Copy every one of the entries below word for word, without changing a thing.

-- START --

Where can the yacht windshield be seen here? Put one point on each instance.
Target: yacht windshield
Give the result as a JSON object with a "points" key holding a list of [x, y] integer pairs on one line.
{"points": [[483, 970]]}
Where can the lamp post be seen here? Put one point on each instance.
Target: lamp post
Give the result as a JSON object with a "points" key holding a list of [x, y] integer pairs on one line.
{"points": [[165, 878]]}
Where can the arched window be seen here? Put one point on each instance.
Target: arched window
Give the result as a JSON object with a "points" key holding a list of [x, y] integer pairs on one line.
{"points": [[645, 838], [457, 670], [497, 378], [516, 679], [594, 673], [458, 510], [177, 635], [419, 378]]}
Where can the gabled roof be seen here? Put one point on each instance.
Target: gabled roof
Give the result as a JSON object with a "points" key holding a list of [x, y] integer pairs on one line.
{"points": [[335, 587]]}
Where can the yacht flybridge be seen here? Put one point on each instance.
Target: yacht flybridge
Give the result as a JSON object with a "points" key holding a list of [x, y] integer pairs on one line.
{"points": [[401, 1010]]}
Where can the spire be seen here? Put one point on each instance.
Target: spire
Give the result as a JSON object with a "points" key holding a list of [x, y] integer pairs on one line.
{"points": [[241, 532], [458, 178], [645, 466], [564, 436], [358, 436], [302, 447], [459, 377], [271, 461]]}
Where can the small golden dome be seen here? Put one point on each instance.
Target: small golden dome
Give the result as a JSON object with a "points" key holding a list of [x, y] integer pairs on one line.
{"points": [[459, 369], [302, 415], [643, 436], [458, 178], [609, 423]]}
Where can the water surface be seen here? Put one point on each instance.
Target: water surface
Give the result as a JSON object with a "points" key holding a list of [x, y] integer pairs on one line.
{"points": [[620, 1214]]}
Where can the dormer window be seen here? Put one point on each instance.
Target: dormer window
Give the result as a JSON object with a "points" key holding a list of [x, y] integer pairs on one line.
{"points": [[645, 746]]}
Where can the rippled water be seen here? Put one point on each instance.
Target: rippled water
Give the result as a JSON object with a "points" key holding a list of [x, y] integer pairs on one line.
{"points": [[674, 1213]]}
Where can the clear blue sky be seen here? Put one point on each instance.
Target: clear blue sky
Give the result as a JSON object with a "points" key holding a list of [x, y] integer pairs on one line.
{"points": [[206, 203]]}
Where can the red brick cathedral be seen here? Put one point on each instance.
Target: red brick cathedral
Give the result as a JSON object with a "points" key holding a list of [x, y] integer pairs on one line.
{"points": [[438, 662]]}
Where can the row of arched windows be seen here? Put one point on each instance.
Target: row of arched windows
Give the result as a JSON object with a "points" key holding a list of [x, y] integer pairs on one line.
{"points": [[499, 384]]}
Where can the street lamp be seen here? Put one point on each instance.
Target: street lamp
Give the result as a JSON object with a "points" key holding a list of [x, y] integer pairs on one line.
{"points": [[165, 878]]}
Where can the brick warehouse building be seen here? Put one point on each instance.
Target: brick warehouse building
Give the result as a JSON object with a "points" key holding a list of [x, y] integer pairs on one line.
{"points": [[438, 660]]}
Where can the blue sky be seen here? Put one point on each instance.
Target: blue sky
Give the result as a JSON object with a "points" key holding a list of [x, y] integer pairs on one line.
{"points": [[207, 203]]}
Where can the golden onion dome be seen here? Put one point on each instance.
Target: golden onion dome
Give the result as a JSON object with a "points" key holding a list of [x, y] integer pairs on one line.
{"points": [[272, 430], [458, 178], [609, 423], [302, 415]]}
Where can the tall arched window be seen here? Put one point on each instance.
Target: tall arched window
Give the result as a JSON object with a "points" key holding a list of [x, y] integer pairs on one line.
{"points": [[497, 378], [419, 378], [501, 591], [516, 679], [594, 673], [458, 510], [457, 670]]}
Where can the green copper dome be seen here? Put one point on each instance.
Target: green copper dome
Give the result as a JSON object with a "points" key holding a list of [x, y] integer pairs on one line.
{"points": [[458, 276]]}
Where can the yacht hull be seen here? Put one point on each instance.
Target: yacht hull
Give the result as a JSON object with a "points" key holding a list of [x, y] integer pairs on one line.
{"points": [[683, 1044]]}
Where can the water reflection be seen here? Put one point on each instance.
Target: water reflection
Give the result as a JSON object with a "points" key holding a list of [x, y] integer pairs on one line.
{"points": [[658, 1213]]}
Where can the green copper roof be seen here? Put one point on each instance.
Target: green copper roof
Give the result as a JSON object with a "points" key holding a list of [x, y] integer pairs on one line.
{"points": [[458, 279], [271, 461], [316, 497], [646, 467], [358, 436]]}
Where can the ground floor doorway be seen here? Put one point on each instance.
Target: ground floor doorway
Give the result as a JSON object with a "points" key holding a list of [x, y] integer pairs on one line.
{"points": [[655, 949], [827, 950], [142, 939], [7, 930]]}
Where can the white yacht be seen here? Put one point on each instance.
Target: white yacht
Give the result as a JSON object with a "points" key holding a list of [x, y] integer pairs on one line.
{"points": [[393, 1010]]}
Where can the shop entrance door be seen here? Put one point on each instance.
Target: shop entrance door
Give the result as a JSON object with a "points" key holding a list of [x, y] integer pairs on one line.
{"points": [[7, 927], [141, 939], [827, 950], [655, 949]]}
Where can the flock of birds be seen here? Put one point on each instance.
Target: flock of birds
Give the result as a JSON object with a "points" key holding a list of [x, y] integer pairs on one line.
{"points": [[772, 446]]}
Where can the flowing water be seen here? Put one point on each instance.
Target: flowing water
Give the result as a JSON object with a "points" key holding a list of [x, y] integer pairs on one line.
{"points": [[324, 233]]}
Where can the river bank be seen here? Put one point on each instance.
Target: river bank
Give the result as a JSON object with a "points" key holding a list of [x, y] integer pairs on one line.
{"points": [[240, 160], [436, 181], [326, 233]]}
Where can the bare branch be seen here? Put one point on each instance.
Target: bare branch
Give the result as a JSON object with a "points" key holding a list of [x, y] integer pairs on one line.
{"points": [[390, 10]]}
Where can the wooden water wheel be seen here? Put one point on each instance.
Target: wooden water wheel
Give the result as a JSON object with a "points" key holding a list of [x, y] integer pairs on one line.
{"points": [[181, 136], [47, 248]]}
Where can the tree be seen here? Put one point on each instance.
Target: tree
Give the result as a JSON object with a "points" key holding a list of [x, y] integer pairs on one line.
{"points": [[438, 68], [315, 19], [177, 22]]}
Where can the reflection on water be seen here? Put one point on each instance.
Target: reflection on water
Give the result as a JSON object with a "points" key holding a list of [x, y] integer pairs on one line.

-- END --

> [The answer]
Where can the yacht windshield be seen here? Put one point on each instance.
Target: yacht windshield
Give the result as a JSON object with a "points" key holding a list of [x, y] integer pairs on one line.
{"points": [[483, 970]]}
Where can the lamp post be seen here? Put one point on each instance.
Target: lamp post
Give the result as a JSON object with a "points" key holding a list of [x, y] integer pairs on one line.
{"points": [[165, 878]]}
Where can the arched window be seen here? Put one point on each instance.
Target: arched window
Give the result as a JSON object with a "points" key holding a list of [x, y] integer pairs on one line.
{"points": [[645, 838], [457, 670], [497, 378], [516, 679], [594, 673], [458, 510], [177, 635], [419, 378]]}
Where can the gabled roof be seen here? Put one point on each instance.
Target: gabled roof
Give the result as a JSON object with a "points" key holding a list of [x, y] integer pairs on one line.
{"points": [[335, 587]]}
Where can the yacht flybridge be seen here? Put one point on each instance.
Target: yacht flybridge
Give the result as a JSON object with a "points" key holding a list of [x, y] integer pairs on one line.
{"points": [[401, 1010]]}
Where can the spire be seen here? Put one point on each instance.
Target: spire
Give the result as a JSON object with a "points" key holding a list of [x, y] integer pairs on one line.
{"points": [[241, 532], [458, 178], [645, 466], [564, 436], [358, 436], [302, 447], [459, 377], [271, 461]]}
Where can the small golden dome be seen here? Put one point on each instance.
Target: small golden dome
Give the result as a JSON object with a "points" key holding a list of [x, y] integer pairs on one line.
{"points": [[459, 369], [302, 415], [643, 436], [458, 178], [609, 423]]}
Where can the water surface be seen here? Put one point on each instance.
Target: water surface
Give the result as a JSON object with a "points" key holding a list of [x, y] integer pairs on one line.
{"points": [[620, 1214]]}
Where can the dormer window be seen here? Put one point on each instance.
Target: dormer window
Give the result as a JSON object with a "points" key holding a list of [x, y] integer pairs on one line.
{"points": [[645, 746]]}
Where can the rippled water be seen here? Put one point on each instance.
Target: rippled water
Give the result as a JSON object with a "points" key holding a list of [x, y] integer pairs on one line.
{"points": [[674, 1213]]}
Where can the clear blue sky be seen here? Put one point on each instance.
Target: clear blue sky
Give the result as a JSON object with a "points" key holding a list of [x, y] integer pairs on one line.
{"points": [[206, 203]]}
Where can the red brick cathedral be seen here? Put one point on each instance.
Target: red brick cathedral
Give the result as a JSON object with a "points" key holding a list of [x, y] integer pairs on one line.
{"points": [[438, 662]]}
Where can the row of arched windows be seen here? Put one point on each instance.
Target: row of arched windows
Give the result as a JSON object with a "points" key holding a list of [x, y] integer pairs on one line.
{"points": [[499, 384]]}
Where can the street lamp be seen here? Put one point on each instance.
Target: street lamp
Give the result as a JSON object with a "points" key holding a list of [x, y] integer pairs on one line.
{"points": [[165, 878]]}
Where can the brick warehouse building be seen here? Put one point on each instance.
Target: brick warehouse building
Give the result as a JSON object with a "points" key holding a list of [x, y] integer pairs on one line.
{"points": [[438, 660]]}
Where can the blue sky be seen here? Put one point on each instance.
Target: blue sky
Give the result as a JSON object with a "points" key holding a list of [x, y] integer pairs on one line.
{"points": [[207, 203]]}
Where can the golden onion dome be seen here? Put one point on each instance.
Target: golden onion dome
Give the result as a JSON object with a "points" key holding a list of [x, y] integer pairs on one line.
{"points": [[272, 430], [458, 178], [609, 423], [302, 415]]}
Where can the tall arched window be seen here? Put one point on each instance.
Target: tall arched window
Give the result as a JSON object with a "points" key holding a list of [x, y] integer pairs on one line.
{"points": [[497, 378], [419, 378], [501, 591], [516, 679], [594, 673], [458, 510], [457, 670]]}
Where can the green copper dome be seen here? Put one point on each instance.
Target: green copper dome
Give the result as a JSON object with a "points" key holding a list of [x, y] integer pairs on one line.
{"points": [[458, 276]]}
Where can the yacht hull be seen here? Put one point on each instance.
Target: yacht hull
Give the result as a JSON object with a "points" key holding a list of [x, y] integer pairs on one line.
{"points": [[683, 1044]]}
Where can the water reflection be seen here? Put one point on each instance.
Target: water reflection
Give the result as a JSON object with a "points" key holding a list of [x, y] integer pairs on one line.
{"points": [[658, 1213]]}
Where can the green copper roof be seen here? Put one point on each instance.
Target: green copper roof
Give the result as a JSON object with a "points" key holding a list of [x, y] integer pairs on one line.
{"points": [[458, 279], [271, 461], [316, 497], [646, 467], [358, 436]]}
Where can the ground floor doorway be seen here? Put one point on each instance.
Target: ground floor doorway
Give the result as a JSON object with a "points" key holding a list of [x, y] integer pairs on one line.
{"points": [[655, 949], [827, 950], [142, 939], [7, 930]]}
Where can the white yacht be seen here? Put one point on each instance.
Target: white yacht
Give the result as a JSON object with a "points" key holding a list of [x, y] integer pairs on one line.
{"points": [[393, 1010]]}
Where can the shop entrance door be seen here? Put one point on each instance.
Target: shop entrance door
Give the result as a JSON object with a "points" key holding a list of [x, y] integer pairs on one line.
{"points": [[7, 927], [141, 939], [827, 950], [655, 949]]}
Where can the flock of birds be seen here? Put one point on each instance.
Target: flock of birds
Give the result as a JSON object with a "points" key holding a list of [x, y] integer pairs on one line.
{"points": [[772, 446]]}
Where can the flowing water be seen here? Put one point on each instance.
Target: flowing water
Give the result as a JSON object with a "points" key holding a list of [x, y] integer pairs on one line.
{"points": [[324, 233]]}
Where can the river bank be seen here? Put one point on each instance.
Target: river bank
Give the result as a JSON object with a "points" key holding a list of [x, y] integer pairs on one line.
{"points": [[240, 160], [436, 181], [326, 233]]}
Where can the bare branch be seen here? Put one point on each instance.
Target: bare branch
Give the result as a JSON object with a "points" key holding a list of [x, y] integer pairs on one line.
{"points": [[390, 10]]}
Where can the wooden water wheel be seen here? Put one point on each instance.
Target: wooden water wheel
Give the result as a JSON object with a "points" key holding a list of [x, y] integer pairs on one line.
{"points": [[181, 136], [47, 248]]}
Where can the tree be seen here? Put one point on each instance.
Target: tree
Give the result as a JSON object with a "points" key holding a list of [x, y] integer pairs on one line.
{"points": [[438, 68], [315, 19], [177, 22]]}
Where can the reflection on water be seen here? Put one point on each instance.
Target: reflection on water
Give the result as a JSON object with a "points" key holding a list of [x, y] integer pairs on one line.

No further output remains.